» **Excerpts of location labeling data**:
______________________________

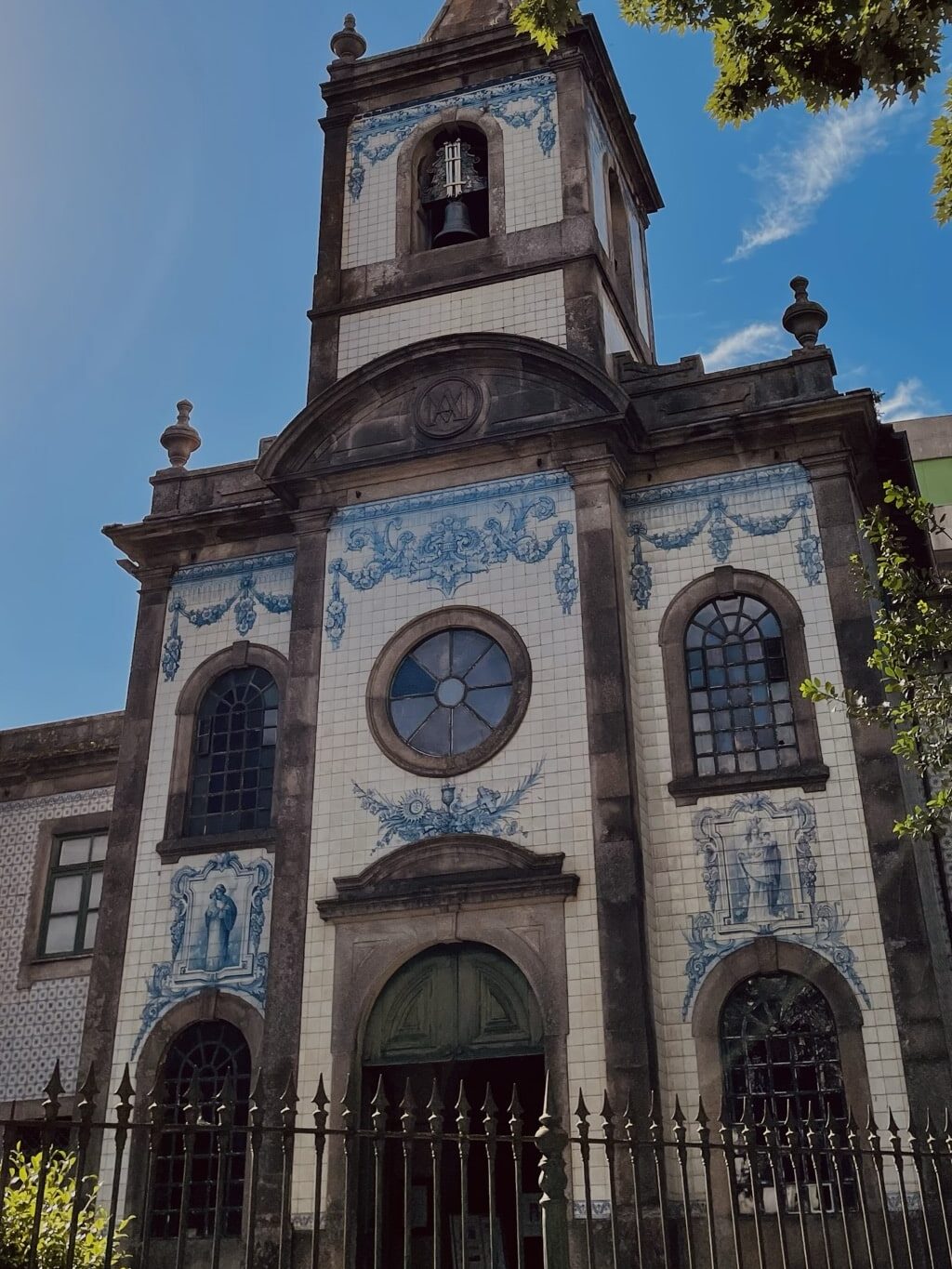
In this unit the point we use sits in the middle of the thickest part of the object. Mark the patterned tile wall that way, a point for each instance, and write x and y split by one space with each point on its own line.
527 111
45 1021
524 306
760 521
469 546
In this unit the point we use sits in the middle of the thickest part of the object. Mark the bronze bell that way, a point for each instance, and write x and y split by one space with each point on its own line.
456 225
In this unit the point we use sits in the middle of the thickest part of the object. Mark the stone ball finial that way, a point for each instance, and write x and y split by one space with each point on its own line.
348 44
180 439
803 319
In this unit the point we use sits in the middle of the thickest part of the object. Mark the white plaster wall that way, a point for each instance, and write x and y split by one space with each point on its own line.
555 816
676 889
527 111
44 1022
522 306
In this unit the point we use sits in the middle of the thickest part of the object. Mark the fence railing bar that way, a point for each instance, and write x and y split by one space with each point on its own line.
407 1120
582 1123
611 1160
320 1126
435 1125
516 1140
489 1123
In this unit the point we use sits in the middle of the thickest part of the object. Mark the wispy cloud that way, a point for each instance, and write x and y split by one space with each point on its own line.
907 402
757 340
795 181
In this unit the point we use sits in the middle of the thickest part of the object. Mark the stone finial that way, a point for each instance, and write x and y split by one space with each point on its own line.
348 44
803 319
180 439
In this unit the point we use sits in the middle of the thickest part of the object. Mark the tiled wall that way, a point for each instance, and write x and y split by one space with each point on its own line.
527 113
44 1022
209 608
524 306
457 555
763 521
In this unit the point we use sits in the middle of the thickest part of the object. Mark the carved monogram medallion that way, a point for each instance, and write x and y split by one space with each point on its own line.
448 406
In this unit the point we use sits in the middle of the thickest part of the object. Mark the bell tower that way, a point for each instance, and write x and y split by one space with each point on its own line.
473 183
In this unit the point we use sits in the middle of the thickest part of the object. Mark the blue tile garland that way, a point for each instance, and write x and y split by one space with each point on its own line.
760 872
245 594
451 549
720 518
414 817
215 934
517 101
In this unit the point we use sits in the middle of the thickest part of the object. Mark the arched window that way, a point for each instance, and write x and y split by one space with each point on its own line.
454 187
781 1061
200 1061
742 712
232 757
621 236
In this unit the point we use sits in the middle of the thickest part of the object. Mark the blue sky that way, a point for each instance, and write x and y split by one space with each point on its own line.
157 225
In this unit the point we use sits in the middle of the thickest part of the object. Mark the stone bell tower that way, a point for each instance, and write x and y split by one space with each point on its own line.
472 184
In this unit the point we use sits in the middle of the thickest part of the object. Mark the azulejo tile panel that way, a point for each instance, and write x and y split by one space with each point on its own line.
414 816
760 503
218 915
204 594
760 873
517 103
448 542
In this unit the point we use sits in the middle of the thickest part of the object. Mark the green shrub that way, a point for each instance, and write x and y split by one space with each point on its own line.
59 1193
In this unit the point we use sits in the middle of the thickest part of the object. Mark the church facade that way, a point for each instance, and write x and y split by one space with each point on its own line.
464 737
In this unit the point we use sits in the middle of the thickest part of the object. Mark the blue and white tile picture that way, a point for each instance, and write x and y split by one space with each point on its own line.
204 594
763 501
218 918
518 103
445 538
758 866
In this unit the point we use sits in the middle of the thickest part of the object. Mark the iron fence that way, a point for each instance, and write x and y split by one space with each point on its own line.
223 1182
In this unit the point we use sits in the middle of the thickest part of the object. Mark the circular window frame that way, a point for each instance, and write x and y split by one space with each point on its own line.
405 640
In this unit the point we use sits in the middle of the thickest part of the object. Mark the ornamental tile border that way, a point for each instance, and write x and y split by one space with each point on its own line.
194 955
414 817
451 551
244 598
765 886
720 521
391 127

______________________________

Without the pictures, restate all of the entries above verbatim.

» **Answer below**:
In this unit the point we use sits in the middle of the thickest part of the object. Mark the patterned tile wall that way, a point for each instance, and write x and y split by one space with each point on its own line.
527 111
45 1021
524 306
760 521
469 546
In this unit the point we use sits in the middle of the thickest part of the object. Mark the bronze bell that way, a point for each instance, and write x and y split by one space with each point on its own line.
456 225
In this unit the point we use sits in the middle of the thickest part of the object. Mark the stone ball finial that way, a point for each instance, and write x and y split by one space with each point on its own line.
348 44
180 439
803 319
In this unit the point we use sits in the middle of the thickest part of the object. Mark the white plaster wall that way, a point for each instance, and write x and y split by one space with each point on its own line.
555 816
676 889
527 111
44 1022
522 306
In this unit the point we use sits in the middle of the thickest part of the object. Mark the fence railing bar that way, a point for each instance, and write x and y split by one space with each point on its own line.
407 1120
582 1123
611 1160
320 1126
435 1125
516 1140
489 1123
In this unit the point we use sits in the middle of the thickest part of the object. Mark the wispy cloud that way, a point for each instance, and write x and y split by one space with each point on its own line.
907 402
757 340
795 181
In this unit the point we use sits in the middle of the thickest part of the object. Mark the stone finial that way, a point for each instance, and write x and y split by one space with each point on its own line.
348 44
803 319
180 439
In this unit the point we use sits in the middle of the thickest part of the object. Mark the tiled wall that way, a point for each instance, and write x and y split by one space with each point on its own line.
527 113
44 1022
209 608
524 306
457 555
763 521
In this unit the point we use sits in the middle of the thickest part of the object. Mark the carved monogram medallion that way, a point for each instance, and write x and y split by one space with each point on its own line.
448 406
In this unit the point we use sits in the middle of the thickest part of the object. Mark the bell tower that way, a point for each instance, and write x and y split by one space with each point on its own line.
473 183
In this unit the point we use sits in the middle of the thickest part of the object. Mark the blue tile garland that way, a point for each instance, and write x and y split by one space with each point on its own line.
760 872
245 594
451 549
720 518
414 817
215 934
517 101
In this unit the point we use sits in the middle of the thickest part of the object. Mark the arched window that way, a point for each instance, and write x and y split by one space with each point on its own line.
454 187
781 1061
200 1061
742 712
232 757
621 236
In this unit the point we use sits in the middle of the thickest part of the object. Mark the blue sky that way, a point for each instance, and write x and y split by one space with each point on its own line.
157 225
In this unit the point we use sits in the middle of the thickest part of the object. Mark the stone bell tower that way, a point for each instance, and write x and y split by one space with each point on its own line.
472 184
In this unit the point we use sits in the middle of the thickest part of the object. Mark the azulejo tile panel that way, a point for each instance, and write x and y split by one space with each point on its own line.
414 816
760 503
218 915
204 594
760 873
517 103
448 542
In this unit the point we use sits in the middle of the thickest part of the object. Mark the green shrub that way, a point for each instance, and write x and y split by one space with each point on its own line.
59 1193
In this unit the point we use sits in the middle of the thickest part of the object. Mark the church facade that way, a point for each instance, and write x and y split by one space with each point on its own line.
464 737
In this unit the point we use sits in the middle of the thickest part of the object. Mark the blue and white tile picture that way, a point for each instance, and write x and y split by one space with each point on its own line.
204 594
763 501
218 918
518 103
445 538
758 866
In this unit the point we use sits in the middle of the thickest part of the object. Mark the iron fence that way, a point for each instance, and write x and y split by one space with each point on its own line.
223 1182
In this unit the point we use sits in the middle of the thickest part of the object. Mark the circular window frame that way, a point for each instance, and write x and y split by one space with each point on its own line.
405 640
In this unit the point we use sits in the middle of the thickest part of the object. Mark the ornamental tile border that way, a point for each instance, and write x and y split by one space with each point on its own line.
194 955
414 817
451 551
244 598
765 886
720 521
391 127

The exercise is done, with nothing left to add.